§ DOCUMENT EXCERPT
┏━━

We also addressed Intellectual Property Rights (IPR) within LUBILOSA a highly complex and sensitive issue in a multi-donor, multi-institutional project. Various documents were drawn up in the course of the transfer process; technical specifications, ecotoxicological profile, mammalian toxicological profile, multi-party IPR agreement, trust fund proposal, confidentiality agreements, licensing agreements. These are atypical for scientists, some of whom were dealing with confidential information for the first time; but were necessary to gain the confidence of, and enable the interaction with, the commercial production companies.
According to criteria laid out in the implementation plan, LUBILOSA proposed two small to medium-sized companies (SME) to produce Metarhizium, and, following discussions with donors and partners, licensing agreements were signed in November 1998 with Biological Control Products (BCP) of South Africa and in January 1999 with Natural Plant Protection of France. BCP submitted a registration dossier to the South African authorities in October 1998, and this was accepted. NPP are expected to submit their dossier to CILSS in June 1999. Both companies expect to scale up production to meet demand in 1999. For a simple product with established markets, that should be the end of the story. However, biological control of locusts is a novel area, and there will be much work to establish a demand for Green Muscle (BCP have purchased this name from LUBILOSA; NPP have yet to decide whether to use the same name or come up with their own.).

┗━━

§ SUPPLIED DATA
┏━━

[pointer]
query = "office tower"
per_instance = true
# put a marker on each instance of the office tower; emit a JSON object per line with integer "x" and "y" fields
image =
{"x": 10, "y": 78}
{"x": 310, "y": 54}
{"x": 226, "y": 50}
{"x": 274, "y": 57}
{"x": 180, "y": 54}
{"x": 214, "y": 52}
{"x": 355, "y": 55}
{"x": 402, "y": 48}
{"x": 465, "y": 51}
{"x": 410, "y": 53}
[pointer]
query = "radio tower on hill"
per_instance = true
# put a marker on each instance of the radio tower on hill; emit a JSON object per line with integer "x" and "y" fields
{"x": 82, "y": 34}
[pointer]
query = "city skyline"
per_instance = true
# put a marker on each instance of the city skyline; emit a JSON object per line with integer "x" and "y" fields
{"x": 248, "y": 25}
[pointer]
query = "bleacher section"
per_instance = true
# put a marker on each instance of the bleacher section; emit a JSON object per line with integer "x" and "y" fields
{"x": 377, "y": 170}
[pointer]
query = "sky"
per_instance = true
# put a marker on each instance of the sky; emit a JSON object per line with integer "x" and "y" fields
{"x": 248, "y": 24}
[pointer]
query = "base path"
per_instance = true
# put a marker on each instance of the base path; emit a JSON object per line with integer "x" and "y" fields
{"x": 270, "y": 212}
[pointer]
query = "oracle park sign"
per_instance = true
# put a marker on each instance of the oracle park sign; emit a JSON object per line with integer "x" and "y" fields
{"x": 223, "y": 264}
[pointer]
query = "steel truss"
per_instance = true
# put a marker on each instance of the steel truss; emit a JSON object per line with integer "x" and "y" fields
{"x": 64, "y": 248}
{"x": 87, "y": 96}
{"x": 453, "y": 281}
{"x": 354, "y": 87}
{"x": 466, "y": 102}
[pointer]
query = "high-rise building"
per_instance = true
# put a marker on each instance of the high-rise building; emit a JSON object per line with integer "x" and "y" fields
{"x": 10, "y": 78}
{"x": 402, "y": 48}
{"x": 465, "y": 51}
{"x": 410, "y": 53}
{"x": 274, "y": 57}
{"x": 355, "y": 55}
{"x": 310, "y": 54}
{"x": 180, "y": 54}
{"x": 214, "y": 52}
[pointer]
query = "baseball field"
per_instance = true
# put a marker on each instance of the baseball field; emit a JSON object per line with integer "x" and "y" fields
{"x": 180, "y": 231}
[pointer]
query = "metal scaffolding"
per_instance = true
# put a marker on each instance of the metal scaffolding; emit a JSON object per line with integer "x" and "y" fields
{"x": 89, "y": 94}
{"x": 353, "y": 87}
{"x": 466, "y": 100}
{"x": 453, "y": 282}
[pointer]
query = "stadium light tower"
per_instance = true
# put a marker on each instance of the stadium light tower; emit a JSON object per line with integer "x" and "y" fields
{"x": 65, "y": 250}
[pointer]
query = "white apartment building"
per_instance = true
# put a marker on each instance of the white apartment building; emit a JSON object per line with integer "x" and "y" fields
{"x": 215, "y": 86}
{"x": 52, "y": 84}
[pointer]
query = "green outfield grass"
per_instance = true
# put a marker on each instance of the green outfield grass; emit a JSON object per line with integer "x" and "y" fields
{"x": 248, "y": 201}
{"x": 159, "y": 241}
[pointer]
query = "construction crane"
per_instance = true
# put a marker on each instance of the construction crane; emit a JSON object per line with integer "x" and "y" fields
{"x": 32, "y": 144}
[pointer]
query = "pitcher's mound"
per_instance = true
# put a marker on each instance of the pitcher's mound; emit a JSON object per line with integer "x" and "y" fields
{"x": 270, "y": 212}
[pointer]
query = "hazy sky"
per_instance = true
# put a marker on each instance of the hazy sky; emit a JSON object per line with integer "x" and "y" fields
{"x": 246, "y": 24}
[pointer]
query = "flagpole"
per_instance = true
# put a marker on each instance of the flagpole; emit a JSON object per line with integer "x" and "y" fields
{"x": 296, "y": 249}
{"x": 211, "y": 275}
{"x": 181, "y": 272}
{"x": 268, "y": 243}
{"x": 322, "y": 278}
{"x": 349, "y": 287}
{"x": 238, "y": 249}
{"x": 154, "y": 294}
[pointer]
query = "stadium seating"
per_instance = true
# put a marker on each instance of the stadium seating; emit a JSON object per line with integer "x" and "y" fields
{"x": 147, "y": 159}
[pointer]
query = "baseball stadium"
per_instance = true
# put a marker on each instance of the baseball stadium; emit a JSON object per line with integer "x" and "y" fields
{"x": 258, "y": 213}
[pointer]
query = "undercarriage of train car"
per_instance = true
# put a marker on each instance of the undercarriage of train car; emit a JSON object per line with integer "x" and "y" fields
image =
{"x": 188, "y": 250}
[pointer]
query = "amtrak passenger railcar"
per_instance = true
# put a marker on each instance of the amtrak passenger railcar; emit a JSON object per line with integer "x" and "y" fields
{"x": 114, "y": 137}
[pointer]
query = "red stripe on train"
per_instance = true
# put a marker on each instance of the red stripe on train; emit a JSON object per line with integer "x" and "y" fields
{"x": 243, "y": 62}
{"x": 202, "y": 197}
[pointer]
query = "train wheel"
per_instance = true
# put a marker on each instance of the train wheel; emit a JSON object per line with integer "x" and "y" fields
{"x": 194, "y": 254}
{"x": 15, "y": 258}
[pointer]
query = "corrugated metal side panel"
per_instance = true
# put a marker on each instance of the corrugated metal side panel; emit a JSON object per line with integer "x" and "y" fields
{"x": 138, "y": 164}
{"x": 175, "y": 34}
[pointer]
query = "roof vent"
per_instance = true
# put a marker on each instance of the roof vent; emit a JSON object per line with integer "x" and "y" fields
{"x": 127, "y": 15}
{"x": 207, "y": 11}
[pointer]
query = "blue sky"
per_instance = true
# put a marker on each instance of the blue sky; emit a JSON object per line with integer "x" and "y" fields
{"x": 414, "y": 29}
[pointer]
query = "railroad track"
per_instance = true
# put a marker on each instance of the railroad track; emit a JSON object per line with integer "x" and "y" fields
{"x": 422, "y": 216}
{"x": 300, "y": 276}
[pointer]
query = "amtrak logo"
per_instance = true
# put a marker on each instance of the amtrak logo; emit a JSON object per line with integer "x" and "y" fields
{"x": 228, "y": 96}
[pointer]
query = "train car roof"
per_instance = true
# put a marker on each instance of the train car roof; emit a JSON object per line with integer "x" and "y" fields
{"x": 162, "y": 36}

┗━━
┏━━

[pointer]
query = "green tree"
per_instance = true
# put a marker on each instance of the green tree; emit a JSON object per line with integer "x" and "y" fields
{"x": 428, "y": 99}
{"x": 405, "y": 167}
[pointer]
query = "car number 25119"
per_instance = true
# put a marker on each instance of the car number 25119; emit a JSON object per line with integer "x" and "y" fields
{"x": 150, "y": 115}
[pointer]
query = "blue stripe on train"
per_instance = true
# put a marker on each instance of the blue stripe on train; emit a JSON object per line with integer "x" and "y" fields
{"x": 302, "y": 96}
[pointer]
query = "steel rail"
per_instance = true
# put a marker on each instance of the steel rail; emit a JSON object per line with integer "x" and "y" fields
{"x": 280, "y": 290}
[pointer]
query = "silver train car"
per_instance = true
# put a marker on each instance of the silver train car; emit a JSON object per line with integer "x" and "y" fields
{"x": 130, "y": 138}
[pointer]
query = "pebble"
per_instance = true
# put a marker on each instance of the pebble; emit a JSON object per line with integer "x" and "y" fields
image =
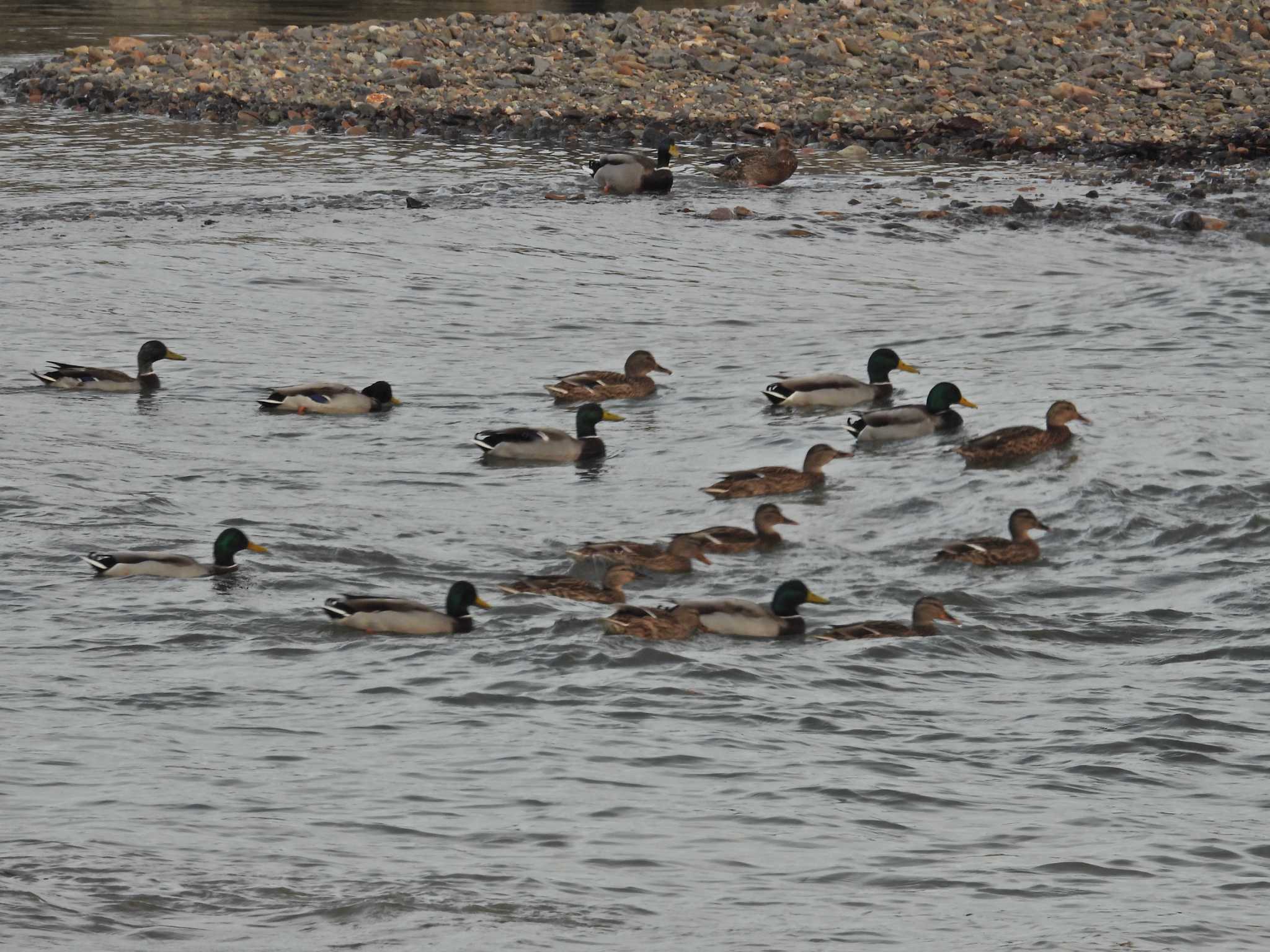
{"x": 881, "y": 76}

┗━━

§ TASK DESCRIPTION
According to the LUBILOSA excerpt, which company bought the name Green Muscle from LUBILOSA?

§ ANSWER TO THIS TASK
Biological Control Products (BCP) of South Africa